** Begin **
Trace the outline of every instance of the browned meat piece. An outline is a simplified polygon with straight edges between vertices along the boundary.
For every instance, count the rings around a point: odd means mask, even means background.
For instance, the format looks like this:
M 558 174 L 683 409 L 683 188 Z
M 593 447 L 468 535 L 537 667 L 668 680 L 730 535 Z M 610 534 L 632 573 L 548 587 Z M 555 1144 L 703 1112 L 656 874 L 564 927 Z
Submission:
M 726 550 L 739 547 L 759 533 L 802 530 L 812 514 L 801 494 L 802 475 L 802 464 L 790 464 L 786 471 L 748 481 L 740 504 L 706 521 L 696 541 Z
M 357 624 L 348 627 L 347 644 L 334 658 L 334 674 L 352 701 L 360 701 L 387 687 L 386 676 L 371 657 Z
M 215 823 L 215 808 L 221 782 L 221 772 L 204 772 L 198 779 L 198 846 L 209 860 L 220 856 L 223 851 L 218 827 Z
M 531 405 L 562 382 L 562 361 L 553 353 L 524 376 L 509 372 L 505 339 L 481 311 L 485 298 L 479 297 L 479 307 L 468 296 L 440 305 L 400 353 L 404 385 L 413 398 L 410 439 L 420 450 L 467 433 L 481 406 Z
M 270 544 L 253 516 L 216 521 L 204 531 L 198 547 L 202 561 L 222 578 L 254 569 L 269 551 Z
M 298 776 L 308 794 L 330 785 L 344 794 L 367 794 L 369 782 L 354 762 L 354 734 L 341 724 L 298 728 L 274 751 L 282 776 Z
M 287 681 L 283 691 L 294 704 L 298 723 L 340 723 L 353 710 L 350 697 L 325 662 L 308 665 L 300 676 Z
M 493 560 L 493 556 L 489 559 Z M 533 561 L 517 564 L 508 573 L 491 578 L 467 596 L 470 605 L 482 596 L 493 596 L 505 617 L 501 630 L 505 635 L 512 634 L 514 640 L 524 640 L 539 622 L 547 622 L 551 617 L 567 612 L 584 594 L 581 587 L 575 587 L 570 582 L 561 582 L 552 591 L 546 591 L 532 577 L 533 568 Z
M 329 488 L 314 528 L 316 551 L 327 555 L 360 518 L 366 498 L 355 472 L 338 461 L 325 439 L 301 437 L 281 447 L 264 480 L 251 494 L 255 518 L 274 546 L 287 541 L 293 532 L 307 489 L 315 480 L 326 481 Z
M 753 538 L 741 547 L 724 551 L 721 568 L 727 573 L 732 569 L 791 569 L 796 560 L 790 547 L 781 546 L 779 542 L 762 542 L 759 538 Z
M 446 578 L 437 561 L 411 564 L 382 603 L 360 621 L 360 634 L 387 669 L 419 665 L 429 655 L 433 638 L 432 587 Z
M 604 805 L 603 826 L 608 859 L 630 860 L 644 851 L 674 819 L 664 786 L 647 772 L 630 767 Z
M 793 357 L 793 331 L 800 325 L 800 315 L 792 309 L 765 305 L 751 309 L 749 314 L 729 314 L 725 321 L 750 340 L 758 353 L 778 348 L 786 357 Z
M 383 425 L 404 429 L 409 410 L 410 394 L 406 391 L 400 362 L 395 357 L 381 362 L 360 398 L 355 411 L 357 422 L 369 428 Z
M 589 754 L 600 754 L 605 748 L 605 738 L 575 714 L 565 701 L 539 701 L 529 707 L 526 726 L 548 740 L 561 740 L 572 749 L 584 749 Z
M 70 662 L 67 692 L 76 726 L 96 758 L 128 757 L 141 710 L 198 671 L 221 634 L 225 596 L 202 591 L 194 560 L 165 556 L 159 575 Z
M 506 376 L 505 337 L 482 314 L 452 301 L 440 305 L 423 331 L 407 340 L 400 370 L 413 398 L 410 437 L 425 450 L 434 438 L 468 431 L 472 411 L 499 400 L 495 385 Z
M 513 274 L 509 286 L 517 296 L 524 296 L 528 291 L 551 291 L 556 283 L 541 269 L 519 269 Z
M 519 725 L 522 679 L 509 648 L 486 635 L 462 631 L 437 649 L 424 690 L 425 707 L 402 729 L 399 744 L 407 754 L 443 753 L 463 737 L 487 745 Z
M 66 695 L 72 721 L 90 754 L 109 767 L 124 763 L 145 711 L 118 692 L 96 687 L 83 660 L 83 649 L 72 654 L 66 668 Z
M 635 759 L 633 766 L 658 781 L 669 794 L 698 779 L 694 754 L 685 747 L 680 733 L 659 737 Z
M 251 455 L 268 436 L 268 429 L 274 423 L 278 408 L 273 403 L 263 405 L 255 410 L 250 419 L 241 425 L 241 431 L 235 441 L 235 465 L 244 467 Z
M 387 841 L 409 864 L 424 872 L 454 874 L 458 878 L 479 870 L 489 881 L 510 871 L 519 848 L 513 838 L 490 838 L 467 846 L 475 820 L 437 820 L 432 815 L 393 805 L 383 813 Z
** End **
*Instructions for the task*: Render every row above as a Markdown table with two columns, "No." and "Line", numbering each row in order and skipping any blank lines.

*Solution to the problem*:
| No. | Line |
|---|---|
| 1 | Trace the outline of every instance of the browned meat piece. An outline is a simplified polygon with straight edges between vertices along the boundary. |
| 2 | For every instance, count the rings around a point: odd means mask, even means background. |
| 3 | For instance, the format looks like this: |
| 4 | M 558 174 L 683 409 L 683 188 Z |
| 5 | M 593 447 L 468 535 L 537 667 L 668 680 L 730 535 Z M 610 534 L 632 573 L 548 587 Z M 555 1144 L 703 1112 L 656 874 L 564 927 Z |
| 6 | Submission: |
| 7 | M 726 550 L 739 547 L 759 533 L 802 530 L 812 514 L 801 494 L 802 475 L 802 464 L 790 464 L 786 471 L 748 481 L 740 504 L 706 521 L 696 541 Z |
| 8 | M 357 624 L 348 627 L 347 644 L 334 658 L 334 674 L 352 701 L 360 701 L 387 687 L 386 676 L 371 657 Z |
| 9 | M 215 823 L 215 808 L 221 782 L 221 772 L 204 772 L 198 779 L 198 846 L 209 860 L 220 856 L 223 851 L 218 827 Z |
| 10 | M 531 405 L 562 382 L 562 361 L 553 353 L 524 376 L 509 372 L 505 339 L 481 311 L 485 298 L 479 297 L 479 307 L 468 296 L 440 305 L 400 353 L 404 385 L 413 398 L 410 439 L 420 450 L 467 433 L 481 406 Z |
| 11 | M 270 544 L 253 516 L 216 521 L 204 531 L 198 547 L 202 561 L 222 578 L 254 569 L 269 551 Z |
| 12 | M 298 776 L 308 794 L 330 785 L 344 794 L 367 794 L 369 782 L 354 762 L 354 734 L 341 724 L 298 728 L 274 751 L 282 776 Z |
| 13 | M 287 681 L 283 691 L 294 704 L 298 723 L 340 723 L 353 710 L 350 697 L 325 662 L 308 665 L 300 676 Z |
| 14 | M 493 560 L 493 556 L 489 559 Z M 533 561 L 517 564 L 508 573 L 491 578 L 467 596 L 470 605 L 482 596 L 493 596 L 505 617 L 501 630 L 505 635 L 512 634 L 514 640 L 524 640 L 539 622 L 547 622 L 551 617 L 567 612 L 584 594 L 581 587 L 575 587 L 570 582 L 561 582 L 552 591 L 546 591 L 532 577 L 533 568 Z |
| 15 | M 329 488 L 314 528 L 316 551 L 327 555 L 360 518 L 366 498 L 355 472 L 338 461 L 325 439 L 301 437 L 281 447 L 264 480 L 251 494 L 255 518 L 274 546 L 287 541 L 293 532 L 307 489 L 315 480 L 326 481 Z |
| 16 | M 753 538 L 741 547 L 724 551 L 721 568 L 727 573 L 732 569 L 791 569 L 796 560 L 790 547 L 781 546 L 779 542 L 762 542 L 759 538 Z |
| 17 | M 446 578 L 437 561 L 411 564 L 382 603 L 360 621 L 360 634 L 387 669 L 419 665 L 429 655 L 433 638 L 432 587 Z |
| 18 | M 604 805 L 603 826 L 608 859 L 630 860 L 644 851 L 674 819 L 664 786 L 647 772 L 630 767 Z |
| 19 | M 793 357 L 793 331 L 800 325 L 800 315 L 792 309 L 765 305 L 751 309 L 749 314 L 729 314 L 725 321 L 750 340 L 758 353 L 778 348 L 786 357 Z |
| 20 | M 383 425 L 404 429 L 409 410 L 410 394 L 406 391 L 400 362 L 395 357 L 381 362 L 360 398 L 355 411 L 357 422 L 369 428 Z |
| 21 | M 589 754 L 600 754 L 605 748 L 605 738 L 575 714 L 565 701 L 539 701 L 529 707 L 526 726 L 548 740 L 561 740 L 572 749 L 584 749 Z |
| 22 | M 70 662 L 67 692 L 76 726 L 96 758 L 128 757 L 141 710 L 198 671 L 221 634 L 225 596 L 202 591 L 194 560 L 165 556 L 159 575 Z |
| 23 | M 506 376 L 505 337 L 482 314 L 452 301 L 440 305 L 423 331 L 407 340 L 400 370 L 413 398 L 410 437 L 425 450 L 434 438 L 468 431 L 472 411 L 499 400 L 495 385 Z |
| 24 | M 513 274 L 509 286 L 517 296 L 524 296 L 528 291 L 551 291 L 556 283 L 541 269 L 519 269 Z |
| 25 | M 519 725 L 522 679 L 509 648 L 486 635 L 462 631 L 437 649 L 424 690 L 425 707 L 402 729 L 399 744 L 407 754 L 443 753 L 463 737 L 487 745 Z |
| 26 | M 66 695 L 72 721 L 90 754 L 109 767 L 124 763 L 145 711 L 118 692 L 96 687 L 83 660 L 83 649 L 72 654 L 66 668 Z |
| 27 | M 635 759 L 633 766 L 658 781 L 669 794 L 698 779 L 694 754 L 685 747 L 680 733 L 659 737 Z |
| 28 | M 251 455 L 268 436 L 268 429 L 274 423 L 278 408 L 273 403 L 263 405 L 255 410 L 250 419 L 241 425 L 241 431 L 235 441 L 235 465 L 244 467 Z |
| 29 | M 387 841 L 409 864 L 424 872 L 454 874 L 458 878 L 479 870 L 489 881 L 510 871 L 519 848 L 513 838 L 490 838 L 467 846 L 475 820 L 437 820 L 432 815 L 393 805 L 383 813 Z |